Data for this task:
** BEGIN **

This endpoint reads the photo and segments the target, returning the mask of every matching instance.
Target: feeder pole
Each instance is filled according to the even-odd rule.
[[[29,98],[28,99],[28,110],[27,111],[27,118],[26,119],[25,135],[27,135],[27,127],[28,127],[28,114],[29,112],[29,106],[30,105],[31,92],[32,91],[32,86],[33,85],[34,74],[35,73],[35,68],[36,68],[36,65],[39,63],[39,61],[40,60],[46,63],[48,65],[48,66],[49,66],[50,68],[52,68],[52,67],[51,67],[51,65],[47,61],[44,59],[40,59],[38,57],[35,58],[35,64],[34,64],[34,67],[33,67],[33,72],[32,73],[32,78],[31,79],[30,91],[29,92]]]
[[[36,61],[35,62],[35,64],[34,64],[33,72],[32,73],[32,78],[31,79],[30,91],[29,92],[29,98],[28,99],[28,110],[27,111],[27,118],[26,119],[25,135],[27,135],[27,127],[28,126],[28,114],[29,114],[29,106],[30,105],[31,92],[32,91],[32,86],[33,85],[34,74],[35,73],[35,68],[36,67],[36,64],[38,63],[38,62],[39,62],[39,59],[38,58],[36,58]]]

** END **

Objective: Could you reproduce all of the rows above verbatim, without changing a single character?

Expected answer:
This endpoint reads the photo and segments the target, returning the mask of every matching instance.
Target: feeder pole
Each instance is filled according to the even-odd rule.
[[[29,98],[28,99],[28,110],[27,111],[27,118],[26,119],[25,135],[27,135],[27,127],[28,127],[28,114],[29,112],[29,106],[30,105],[31,92],[32,91],[32,86],[33,85],[34,74],[35,73],[35,68],[36,68],[36,65],[39,63],[39,61],[40,60],[46,63],[48,65],[48,66],[49,66],[50,68],[52,68],[52,67],[51,67],[51,65],[47,61],[44,59],[40,59],[38,57],[35,58],[35,64],[34,64],[34,67],[33,67],[33,72],[32,73],[32,78],[31,79],[30,91],[29,92]]]
[[[36,61],[35,62],[35,64],[34,64],[33,72],[32,73],[32,78],[31,79],[30,91],[29,92],[29,98],[28,99],[28,110],[27,111],[27,118],[26,119],[25,135],[27,135],[27,127],[28,126],[28,114],[29,114],[29,106],[30,105],[31,92],[32,91],[32,86],[33,85],[34,74],[35,73],[35,68],[36,67],[36,64],[38,63],[38,62],[39,62],[39,59],[38,58],[36,58]]]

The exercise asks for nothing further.